● **Information given**

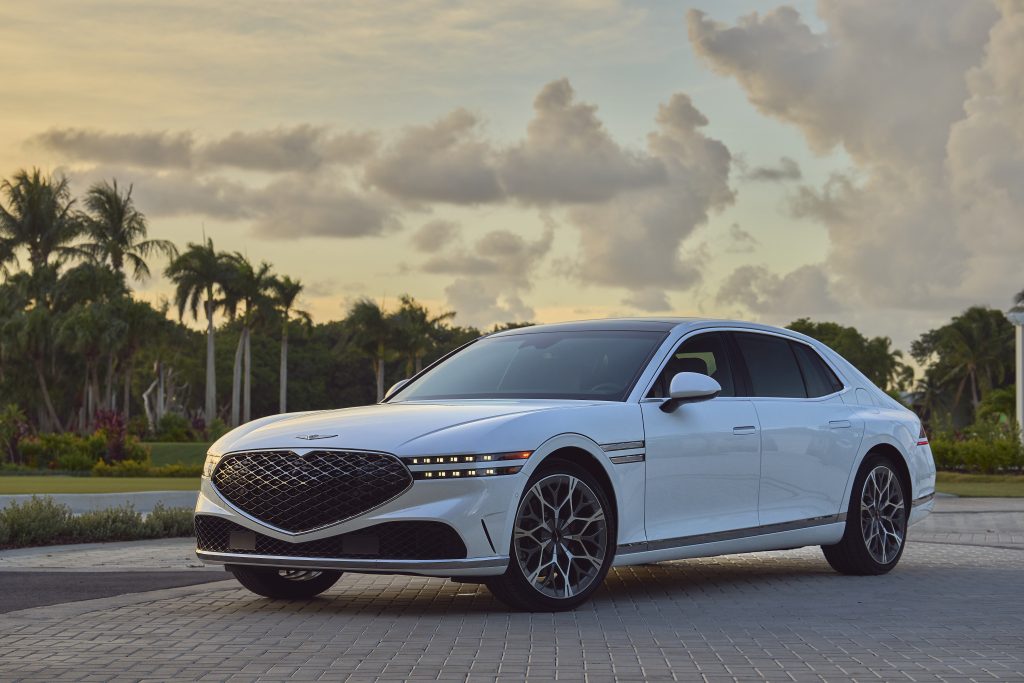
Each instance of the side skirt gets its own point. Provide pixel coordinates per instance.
(819, 530)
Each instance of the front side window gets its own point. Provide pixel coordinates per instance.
(705, 353)
(572, 365)
(771, 366)
(819, 378)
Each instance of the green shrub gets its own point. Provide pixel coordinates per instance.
(216, 429)
(169, 522)
(986, 447)
(121, 523)
(43, 521)
(174, 427)
(131, 468)
(37, 521)
(75, 462)
(45, 451)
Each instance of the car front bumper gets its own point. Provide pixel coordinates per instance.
(477, 510)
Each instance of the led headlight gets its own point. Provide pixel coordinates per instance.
(210, 464)
(466, 467)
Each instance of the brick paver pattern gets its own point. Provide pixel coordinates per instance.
(947, 612)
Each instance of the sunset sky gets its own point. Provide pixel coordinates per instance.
(857, 161)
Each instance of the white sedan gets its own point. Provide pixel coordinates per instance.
(535, 460)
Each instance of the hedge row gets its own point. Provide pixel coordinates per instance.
(42, 521)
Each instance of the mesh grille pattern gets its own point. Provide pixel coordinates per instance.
(392, 541)
(302, 493)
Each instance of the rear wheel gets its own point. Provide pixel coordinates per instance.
(285, 584)
(876, 522)
(562, 542)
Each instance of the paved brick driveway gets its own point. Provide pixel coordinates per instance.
(948, 612)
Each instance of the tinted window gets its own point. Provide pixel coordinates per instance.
(706, 354)
(586, 365)
(818, 377)
(772, 366)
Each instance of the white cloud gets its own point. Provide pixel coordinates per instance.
(446, 161)
(435, 235)
(925, 97)
(568, 156)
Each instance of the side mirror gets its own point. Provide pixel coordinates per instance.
(394, 387)
(690, 388)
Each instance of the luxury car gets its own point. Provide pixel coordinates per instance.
(534, 460)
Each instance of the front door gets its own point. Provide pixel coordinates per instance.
(704, 460)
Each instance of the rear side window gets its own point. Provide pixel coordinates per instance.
(818, 377)
(771, 366)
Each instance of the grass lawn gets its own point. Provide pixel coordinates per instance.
(170, 454)
(86, 484)
(981, 485)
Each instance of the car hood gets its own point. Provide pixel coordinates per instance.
(433, 428)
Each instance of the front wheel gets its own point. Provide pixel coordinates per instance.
(285, 584)
(562, 542)
(876, 523)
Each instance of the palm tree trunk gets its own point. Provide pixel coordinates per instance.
(380, 379)
(237, 380)
(127, 390)
(283, 400)
(211, 369)
(247, 413)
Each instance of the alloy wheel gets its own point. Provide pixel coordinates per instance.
(883, 514)
(560, 537)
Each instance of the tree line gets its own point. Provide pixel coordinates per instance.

● **What the exercise asks**
Print the whole listing again exactly, please. No pictures.

● **Solution to the exercise**
Each instance of the side skirt gets its own point. Provide pixel coordinates per instance.
(819, 530)
Each instance of the front side window gets its own point. Provide pixel coordinates per instance.
(705, 353)
(572, 365)
(771, 366)
(819, 378)
Each instance of the green shrub gets its own point. Provide pixel coordinates per instance.
(216, 429)
(169, 522)
(986, 447)
(121, 523)
(43, 521)
(174, 427)
(131, 468)
(37, 521)
(75, 462)
(45, 451)
Each instance of the car front bumper gets its own point. Provide pixel coordinates per instance.
(477, 510)
Each instance of the led headlight gets its own point. Provide pixel coordinates per instance.
(210, 464)
(466, 467)
Each instance of the brick paver pattern gets its own point. Provide pixel coordinates per instance.
(947, 612)
Each instance of the sunset sky gets its own point. Provide pixel coordinates per instance.
(857, 161)
Each instance of the white sedan gets its own point. Provide pixel coordinates per instance.
(535, 460)
Each instance of the hedge row gets its own point. Provide pixel coordinates per instance.
(42, 521)
Each instance of the mesh grille pattern gets its own point. Provide pixel coordinates per instance.
(392, 541)
(302, 493)
Each instance of the rear wheel gets its own point. Provide pixel coordinates per instance.
(285, 584)
(876, 522)
(562, 542)
Each instance of the paved brick driveway gets its own point. Provide pixel coordinates per instance.
(948, 612)
Each instance of the tinted window gets its own point. Provide pixel coordinates per instance.
(706, 354)
(586, 365)
(818, 377)
(772, 366)
Each instance of the white cloud gets its own point. Provide pixel coordinates per instance.
(446, 161)
(435, 235)
(925, 97)
(568, 156)
Each instance of the side mirror gets its own point. Provide pixel coordinates per instance.
(394, 387)
(690, 388)
Each instance of the luxury car gets its own point. Provide pixel coordinates per instance.
(534, 460)
Each instance of the front door gets its own point. Provide pixel coordinates per instance.
(704, 460)
Each instance of the rear side window gets its own point. Provide pixel coordinates per instance.
(818, 377)
(771, 366)
Each instance of the grass lawn gets its own point. Provide pixel coordinates per instance.
(170, 454)
(86, 484)
(981, 485)
Each instance of the car hood gets its own point. Provide pixel coordinates per instance.
(433, 428)
Each instance of the front wheel gets its own point. Provide pixel coordinates per instance.
(285, 584)
(562, 542)
(876, 523)
Each instance of the palm tree trunk gets its own point. Provide pixel coordinates per instance.
(380, 379)
(237, 380)
(127, 390)
(283, 400)
(211, 369)
(247, 413)
Each instance of the alloy wheel gets its own point. Provide pixel coordinates per instance.
(883, 514)
(560, 537)
Each instance of the tree line gets its own point. Provide pixel coordinates per instance.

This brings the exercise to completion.